> What to work on
The answer must be the complete listing, reproduced exactly.

> Information shown
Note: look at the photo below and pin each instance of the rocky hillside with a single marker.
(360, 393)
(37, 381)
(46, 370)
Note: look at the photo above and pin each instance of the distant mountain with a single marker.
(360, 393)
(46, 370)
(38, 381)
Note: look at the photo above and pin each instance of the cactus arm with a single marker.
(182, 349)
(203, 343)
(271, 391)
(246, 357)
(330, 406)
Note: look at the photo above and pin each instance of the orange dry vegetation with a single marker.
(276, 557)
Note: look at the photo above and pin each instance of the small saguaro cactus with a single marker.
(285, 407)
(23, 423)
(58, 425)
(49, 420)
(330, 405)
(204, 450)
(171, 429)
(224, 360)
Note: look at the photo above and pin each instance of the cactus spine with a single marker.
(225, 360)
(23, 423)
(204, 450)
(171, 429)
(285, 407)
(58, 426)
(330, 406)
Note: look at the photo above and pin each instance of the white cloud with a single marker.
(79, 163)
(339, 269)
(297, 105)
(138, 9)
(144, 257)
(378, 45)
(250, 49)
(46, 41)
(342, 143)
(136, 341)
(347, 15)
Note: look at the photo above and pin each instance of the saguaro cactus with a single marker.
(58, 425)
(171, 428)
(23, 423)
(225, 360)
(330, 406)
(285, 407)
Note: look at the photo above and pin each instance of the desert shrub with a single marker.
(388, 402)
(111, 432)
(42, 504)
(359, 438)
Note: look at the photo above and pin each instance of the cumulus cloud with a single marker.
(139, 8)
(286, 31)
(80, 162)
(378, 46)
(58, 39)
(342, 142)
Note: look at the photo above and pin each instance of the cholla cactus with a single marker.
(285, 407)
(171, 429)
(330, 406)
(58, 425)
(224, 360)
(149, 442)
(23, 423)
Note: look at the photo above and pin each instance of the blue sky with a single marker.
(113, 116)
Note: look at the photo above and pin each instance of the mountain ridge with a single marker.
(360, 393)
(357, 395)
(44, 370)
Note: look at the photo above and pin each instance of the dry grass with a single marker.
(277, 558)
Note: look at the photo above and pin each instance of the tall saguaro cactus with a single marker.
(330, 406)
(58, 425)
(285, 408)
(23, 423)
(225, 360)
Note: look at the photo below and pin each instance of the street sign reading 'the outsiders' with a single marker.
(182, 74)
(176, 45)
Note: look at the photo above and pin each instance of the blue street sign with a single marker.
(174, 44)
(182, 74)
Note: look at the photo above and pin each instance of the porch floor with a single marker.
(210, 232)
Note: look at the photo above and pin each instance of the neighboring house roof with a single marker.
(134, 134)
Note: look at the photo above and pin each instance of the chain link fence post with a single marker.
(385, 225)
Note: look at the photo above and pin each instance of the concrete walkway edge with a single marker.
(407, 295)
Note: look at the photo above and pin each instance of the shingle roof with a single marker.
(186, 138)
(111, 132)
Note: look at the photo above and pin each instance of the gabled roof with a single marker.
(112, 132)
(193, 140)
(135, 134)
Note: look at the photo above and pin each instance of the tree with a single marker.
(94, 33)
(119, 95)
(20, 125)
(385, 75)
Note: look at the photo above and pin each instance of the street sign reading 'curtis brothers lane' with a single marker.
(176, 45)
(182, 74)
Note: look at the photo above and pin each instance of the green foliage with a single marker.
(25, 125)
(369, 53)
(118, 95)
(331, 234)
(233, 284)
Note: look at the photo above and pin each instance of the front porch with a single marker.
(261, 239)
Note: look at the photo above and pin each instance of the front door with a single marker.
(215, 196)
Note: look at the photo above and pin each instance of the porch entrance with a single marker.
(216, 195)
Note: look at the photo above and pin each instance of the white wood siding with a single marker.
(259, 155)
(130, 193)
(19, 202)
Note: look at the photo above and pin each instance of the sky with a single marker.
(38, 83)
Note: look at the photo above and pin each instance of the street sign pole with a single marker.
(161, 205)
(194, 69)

> Answer area
Note: look at the photo below and pin each instance of the rocky hillside with a single marker.
(360, 393)
(37, 381)
(46, 370)
Note: look at the photo above and pin each instance of the distant mountain with a single marker.
(360, 393)
(46, 370)
(38, 381)
Note: look at the photo above and pin each instance of the cactus arm with a single marker.
(182, 349)
(203, 343)
(271, 391)
(246, 357)
(330, 406)
Note: look at the photo above and pin each instance of the orange dry vegetation with a single marker.
(276, 557)
Note: look at the photo above and pin each instance of the small saguaro cactus with a single marker.
(285, 407)
(23, 423)
(58, 425)
(49, 420)
(330, 405)
(204, 450)
(171, 429)
(224, 360)
Note: look at the photo above and pin each instance of the cactus spine with a single marker.
(225, 360)
(23, 423)
(204, 450)
(171, 429)
(285, 407)
(58, 426)
(330, 406)
Note: look at the photo above and pin each instance of the white cloud with a single marker.
(79, 163)
(339, 269)
(297, 105)
(138, 9)
(144, 257)
(378, 45)
(250, 49)
(46, 41)
(342, 143)
(136, 341)
(347, 15)
Note: look at the photo above and pin each instance of the saguaro cactus with a single marker.
(58, 425)
(171, 428)
(23, 423)
(225, 360)
(330, 406)
(285, 407)
Note: look at the photo above and pin each instance of the desert shrub with a single marker.
(388, 402)
(111, 432)
(42, 504)
(359, 438)
Note: look at the photo above and pin each instance of the cumulus cloud with a single marker.
(139, 8)
(286, 31)
(80, 162)
(378, 46)
(58, 39)
(342, 142)
Note: look at the photo above and pin each instance of the cholla cactus with a single marker.
(285, 407)
(171, 429)
(330, 406)
(58, 425)
(224, 360)
(149, 442)
(23, 423)
Note: look at the photo above and pin each instance of the blue sky with a single marker.
(113, 116)
Note: look at the photo above and pin each instance of the mountain ridge with a single marker.
(360, 393)
(357, 395)
(44, 370)
Note: look at the photo above and pin each instance of the dry grass with a single marker.
(277, 558)
Note: look at the photo above and pin each instance of the tall saguaro cactus with a single marker.
(330, 406)
(58, 425)
(285, 408)
(23, 423)
(225, 360)
Note: look at the photo below and pin each instance of the street sign reading 'the outsiders' with a single marker.
(182, 74)
(176, 45)
Note: look at the photo above and pin each instance of the blue street sign with a single marker.
(174, 44)
(182, 74)
Note: look at the photo above and pin each instance of the porch floor with a single marker.
(210, 232)
Note: look at the photo above and pin each instance of the neighboring house roof with a single marker.
(134, 134)
Note: look at the photo above and pin each instance of the chain link fence post with a single marker.
(385, 225)
Note: look at the photo above and pin each instance of the concrete walkway edge with a single marker.
(407, 295)
Note: look at the photo above and pin each instance of the shingle roof with a single marker.
(186, 138)
(111, 132)
Note: look at the photo above and pin each instance of the gabled roof with a single marker.
(112, 132)
(193, 140)
(135, 134)
Note: look at the photo above and pin each instance of the tree with a single marker.
(94, 33)
(119, 95)
(20, 125)
(385, 75)
Note: look at the photo above and pin each instance of the street sign reading 'curtis brothers lane' with a single marker.
(176, 45)
(182, 74)
Note: look at the photo above and pin each instance of the green foliage with a single marker.
(25, 125)
(369, 53)
(118, 95)
(331, 234)
(233, 284)
Note: look at the photo above and pin each instance of the front porch with a single marker.
(261, 239)
Note: look at the photo above and pin each instance of the front door with a single marker.
(215, 196)
Note: look at the photo above and pin each instance of the porch entrance with a single marker.
(216, 195)
Note: look at the photo above and pin each instance of the white wood siding with a single marker.
(259, 155)
(130, 193)
(19, 202)
Note: look at the photo above and pin each instance of the sky with a single marker.
(38, 83)
Note: look at the photo above and pin each instance of the street sign pole with a single marker.
(161, 205)
(194, 69)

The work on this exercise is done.